Requirements => Copy out all of the material below word for word, keeping every line and its punctuation intact. Leave out the picture.

Data =>
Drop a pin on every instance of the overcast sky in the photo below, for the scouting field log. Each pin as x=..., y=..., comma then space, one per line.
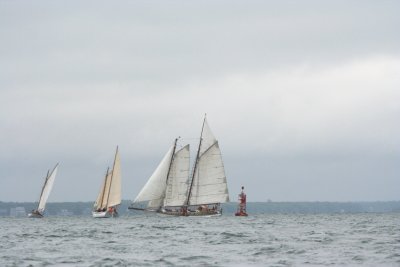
x=303, y=96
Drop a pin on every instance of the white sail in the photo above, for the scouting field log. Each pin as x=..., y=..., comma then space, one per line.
x=207, y=138
x=110, y=191
x=47, y=189
x=114, y=196
x=154, y=190
x=177, y=184
x=101, y=201
x=209, y=180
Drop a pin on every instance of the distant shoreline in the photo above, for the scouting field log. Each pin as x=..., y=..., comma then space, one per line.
x=20, y=209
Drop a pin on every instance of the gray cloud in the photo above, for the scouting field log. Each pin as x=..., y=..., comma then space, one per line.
x=302, y=96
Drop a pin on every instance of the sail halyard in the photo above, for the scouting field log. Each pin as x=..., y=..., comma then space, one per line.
x=196, y=162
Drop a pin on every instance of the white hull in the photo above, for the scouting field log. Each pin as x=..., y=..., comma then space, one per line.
x=35, y=215
x=104, y=214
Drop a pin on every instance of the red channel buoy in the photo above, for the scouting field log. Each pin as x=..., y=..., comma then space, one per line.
x=241, y=210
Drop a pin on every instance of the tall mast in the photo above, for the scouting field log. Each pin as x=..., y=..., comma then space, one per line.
x=172, y=159
x=44, y=185
x=104, y=187
x=170, y=165
x=197, y=160
x=112, y=174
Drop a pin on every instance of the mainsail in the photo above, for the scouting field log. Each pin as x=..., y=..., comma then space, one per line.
x=110, y=191
x=48, y=185
x=208, y=184
x=154, y=190
x=177, y=184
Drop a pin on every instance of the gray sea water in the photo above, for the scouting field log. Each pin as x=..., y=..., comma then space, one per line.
x=367, y=239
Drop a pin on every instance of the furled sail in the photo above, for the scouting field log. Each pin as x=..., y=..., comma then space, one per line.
x=177, y=184
x=209, y=180
x=154, y=190
x=47, y=189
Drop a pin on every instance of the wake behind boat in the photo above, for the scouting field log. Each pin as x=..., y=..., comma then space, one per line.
x=110, y=193
x=44, y=195
x=171, y=191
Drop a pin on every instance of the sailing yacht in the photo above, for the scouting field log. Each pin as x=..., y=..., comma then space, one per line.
x=110, y=192
x=170, y=190
x=44, y=195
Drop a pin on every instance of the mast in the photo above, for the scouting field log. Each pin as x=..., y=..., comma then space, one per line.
x=197, y=160
x=44, y=185
x=104, y=187
x=170, y=164
x=172, y=159
x=112, y=174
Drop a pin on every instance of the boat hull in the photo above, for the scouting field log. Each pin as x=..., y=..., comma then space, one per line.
x=35, y=215
x=104, y=214
x=190, y=212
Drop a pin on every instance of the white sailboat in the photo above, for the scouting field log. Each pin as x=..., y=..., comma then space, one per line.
x=171, y=191
x=110, y=192
x=44, y=195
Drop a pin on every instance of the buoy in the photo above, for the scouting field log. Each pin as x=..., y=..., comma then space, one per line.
x=241, y=210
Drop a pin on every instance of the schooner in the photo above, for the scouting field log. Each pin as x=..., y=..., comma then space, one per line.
x=110, y=192
x=170, y=190
x=44, y=195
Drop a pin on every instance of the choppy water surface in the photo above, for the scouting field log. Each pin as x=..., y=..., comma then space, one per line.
x=151, y=239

Written answer =>
Drop a pin on every instance of the overcast sky in the photo below, for the scouting field log. Each pin as x=..., y=..., comma then space, one per line.
x=303, y=96
Drop a pin on every instance of the white sail in the photo above, for the scouting field log. Each pin as x=..., y=..., comma then space, one per line.
x=207, y=138
x=110, y=191
x=47, y=189
x=114, y=196
x=154, y=190
x=177, y=184
x=101, y=201
x=209, y=180
Drop a pin on every instance of the distant shoreline in the photo above, for the scouting field log. Each pin as x=..., y=..., comma then space, one per line.
x=20, y=209
Drop a pin on every instance of the gray cloud in the photo above, for the scouting field log. Each pin as x=..., y=..., comma then space, one per line.
x=302, y=96
Drop a pin on every instance of the sail halyard in the photo above, for the scouting field log. Each pin as x=..., y=..., comma then space, one per line.
x=196, y=162
Drop a pin on every instance of the white hull in the photo above, for the scouting field log. Each pin as x=..., y=..., comma then space, one per line.
x=35, y=215
x=104, y=214
Drop a pin on every instance of the red channel buoy in the photo above, for the scouting field log. Each pin as x=..., y=..., comma then space, one per line.
x=241, y=210
Drop a pin on every instance of the tall mast in the photo above, for the scouting field log. Each pin as x=..., y=..., comma then space, one per line.
x=172, y=159
x=44, y=185
x=104, y=187
x=170, y=165
x=197, y=160
x=112, y=174
Drop a pin on every instance of the mainsail in the photo above, for the scouting field log. Each pin as x=..., y=..., comma then space, one per line.
x=110, y=191
x=48, y=185
x=208, y=184
x=154, y=190
x=177, y=184
Drop a pin on every instance of the gray sea water in the photo above, for the scouting field log. Each pin as x=..., y=..., comma then space, one per line.
x=367, y=239
Drop a pin on every instance of the furled sail in the photo above, for the scouting field log. Each pin as x=..., y=..., comma then space, one per line.
x=177, y=184
x=209, y=180
x=154, y=190
x=47, y=189
Drop a pin on every instance of the wake behind boat in the photo above, for the scouting field log. Each pin as x=..., y=..., comma then space, one per line.
x=110, y=193
x=44, y=195
x=171, y=191
Drop a pin on every instance of the sailing yacht in the photo above, for the scouting field log. Each pin as x=..., y=..., comma then space, one per line.
x=110, y=192
x=170, y=190
x=44, y=195
Drop a pin on every instance of the mast in the photo above, for the scouting field log. Each pin as x=..., y=..., comma then space, one per line.
x=197, y=160
x=44, y=185
x=104, y=187
x=170, y=164
x=172, y=159
x=112, y=174
Drop a pin on every instance of the boat hull in the photo above, for the scouting field log. Each pin as x=..., y=..., comma then space, one per line.
x=35, y=215
x=104, y=214
x=190, y=212
Drop a pin on every instance of the white sailboat in the photo above, for the scouting field log. Each pin as x=..., y=..., comma then space, one per line.
x=171, y=191
x=110, y=192
x=44, y=195
Drop a pin on every instance of the buoy in the photo above, for the scouting field log. Each pin as x=..., y=..., comma then space, one per line.
x=241, y=210
Drop a pin on every instance of the schooner in the photo above, for the scouting field log. Each pin as x=..., y=..., comma then space, one per line.
x=110, y=192
x=170, y=190
x=44, y=195
Drop a pin on every instance of the choppy water surface in the photo above, for the scouting field log. Each pin as x=..., y=..., comma then space, one per line.
x=151, y=239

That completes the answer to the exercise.